→ **TASK DETAILS**
Write out the entries below in full, exactly as given.

→ **ENTRIES PROVIDED**
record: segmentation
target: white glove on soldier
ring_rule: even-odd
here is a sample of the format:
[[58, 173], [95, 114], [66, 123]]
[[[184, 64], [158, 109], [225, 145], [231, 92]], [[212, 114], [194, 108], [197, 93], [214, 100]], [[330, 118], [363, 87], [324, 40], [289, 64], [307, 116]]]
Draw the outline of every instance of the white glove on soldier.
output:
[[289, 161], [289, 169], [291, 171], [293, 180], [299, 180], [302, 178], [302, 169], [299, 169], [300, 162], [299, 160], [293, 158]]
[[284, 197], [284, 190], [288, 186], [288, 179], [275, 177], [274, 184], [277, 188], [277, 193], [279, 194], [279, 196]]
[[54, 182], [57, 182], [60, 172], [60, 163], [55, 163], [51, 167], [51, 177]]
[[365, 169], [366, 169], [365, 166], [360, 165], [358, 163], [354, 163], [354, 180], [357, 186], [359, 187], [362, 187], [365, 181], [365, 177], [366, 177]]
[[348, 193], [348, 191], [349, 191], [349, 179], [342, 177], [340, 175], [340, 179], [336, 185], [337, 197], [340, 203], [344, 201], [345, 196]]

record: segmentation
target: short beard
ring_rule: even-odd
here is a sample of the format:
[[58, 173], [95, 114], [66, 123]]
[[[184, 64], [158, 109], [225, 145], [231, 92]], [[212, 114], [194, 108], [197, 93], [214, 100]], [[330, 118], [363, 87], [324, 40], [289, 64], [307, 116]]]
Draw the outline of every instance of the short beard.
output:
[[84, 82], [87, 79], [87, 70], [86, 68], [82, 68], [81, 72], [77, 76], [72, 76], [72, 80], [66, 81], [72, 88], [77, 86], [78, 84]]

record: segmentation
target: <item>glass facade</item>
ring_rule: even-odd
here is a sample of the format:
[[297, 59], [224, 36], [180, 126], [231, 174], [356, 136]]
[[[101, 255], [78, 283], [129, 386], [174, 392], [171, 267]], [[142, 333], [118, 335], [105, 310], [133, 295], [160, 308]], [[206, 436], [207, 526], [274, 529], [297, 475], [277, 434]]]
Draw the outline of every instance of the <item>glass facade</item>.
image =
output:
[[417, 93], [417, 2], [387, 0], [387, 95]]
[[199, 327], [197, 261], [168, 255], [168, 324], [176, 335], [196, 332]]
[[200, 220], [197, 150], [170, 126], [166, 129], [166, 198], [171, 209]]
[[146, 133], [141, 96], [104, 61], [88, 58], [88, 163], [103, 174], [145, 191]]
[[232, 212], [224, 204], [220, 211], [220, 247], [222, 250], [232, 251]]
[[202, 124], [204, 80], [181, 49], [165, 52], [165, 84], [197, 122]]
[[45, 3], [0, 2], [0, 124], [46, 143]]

→ **TASK RESULT**
record: segmentation
target: white glove on soldier
ring_rule: even-odd
here is a sample of the format:
[[58, 173], [95, 114], [66, 123]]
[[[184, 64], [158, 109], [225, 145], [231, 92]], [[212, 114], [194, 108], [197, 93], [214, 100]], [[330, 118], [363, 87], [324, 40], [289, 64], [307, 116]]]
Draw the outline of every instance of the white glove on soldier.
output:
[[289, 161], [289, 169], [291, 171], [293, 180], [299, 180], [302, 178], [302, 169], [299, 169], [300, 162], [299, 160], [293, 158]]
[[284, 197], [284, 190], [288, 186], [288, 179], [275, 177], [274, 184], [277, 188], [277, 193], [279, 194], [279, 196]]
[[54, 182], [57, 182], [60, 172], [60, 163], [55, 163], [51, 167], [51, 177]]
[[365, 169], [366, 169], [365, 166], [360, 165], [358, 163], [354, 163], [354, 180], [357, 186], [359, 187], [362, 187], [365, 181], [365, 177], [366, 177]]
[[348, 193], [348, 191], [349, 191], [349, 179], [342, 177], [340, 175], [340, 179], [336, 185], [337, 197], [340, 203], [344, 201], [345, 196]]

record: segmentation
target: short beard
ring_rule: even-odd
here is a sample of the format:
[[58, 173], [95, 114], [66, 123]]
[[[184, 64], [158, 109], [225, 145], [231, 92]], [[212, 114], [194, 108], [197, 93], [214, 100]], [[330, 118], [363, 87], [324, 40], [289, 64], [307, 116]]]
Draw the outline of every instance of the short beard.
output:
[[84, 82], [87, 79], [87, 70], [86, 68], [82, 68], [81, 72], [77, 76], [72, 76], [72, 80], [66, 81], [72, 88], [77, 86], [78, 84]]

record: segmentation
target: <item>glass facade</item>
ring_rule: even-odd
here is a sample of the format:
[[297, 59], [224, 36], [180, 126], [231, 174], [356, 136]]
[[[101, 255], [78, 283], [129, 386], [174, 392], [171, 267]], [[142, 333], [118, 335], [105, 310], [133, 295], [160, 308]], [[206, 436], [207, 526], [274, 529], [297, 475], [277, 434]]]
Draw the outline of every instance of the <item>glass facade</item>.
image =
output:
[[417, 93], [417, 2], [387, 0], [387, 95]]
[[199, 327], [197, 261], [168, 255], [168, 324], [176, 335], [196, 332]]
[[200, 220], [197, 150], [170, 126], [166, 129], [166, 198], [171, 209]]
[[146, 133], [141, 96], [104, 61], [88, 58], [88, 163], [103, 174], [145, 191]]
[[232, 212], [224, 204], [220, 211], [220, 247], [222, 250], [232, 251]]
[[202, 124], [204, 80], [181, 49], [165, 52], [165, 84], [197, 122]]
[[45, 3], [0, 2], [0, 124], [46, 143]]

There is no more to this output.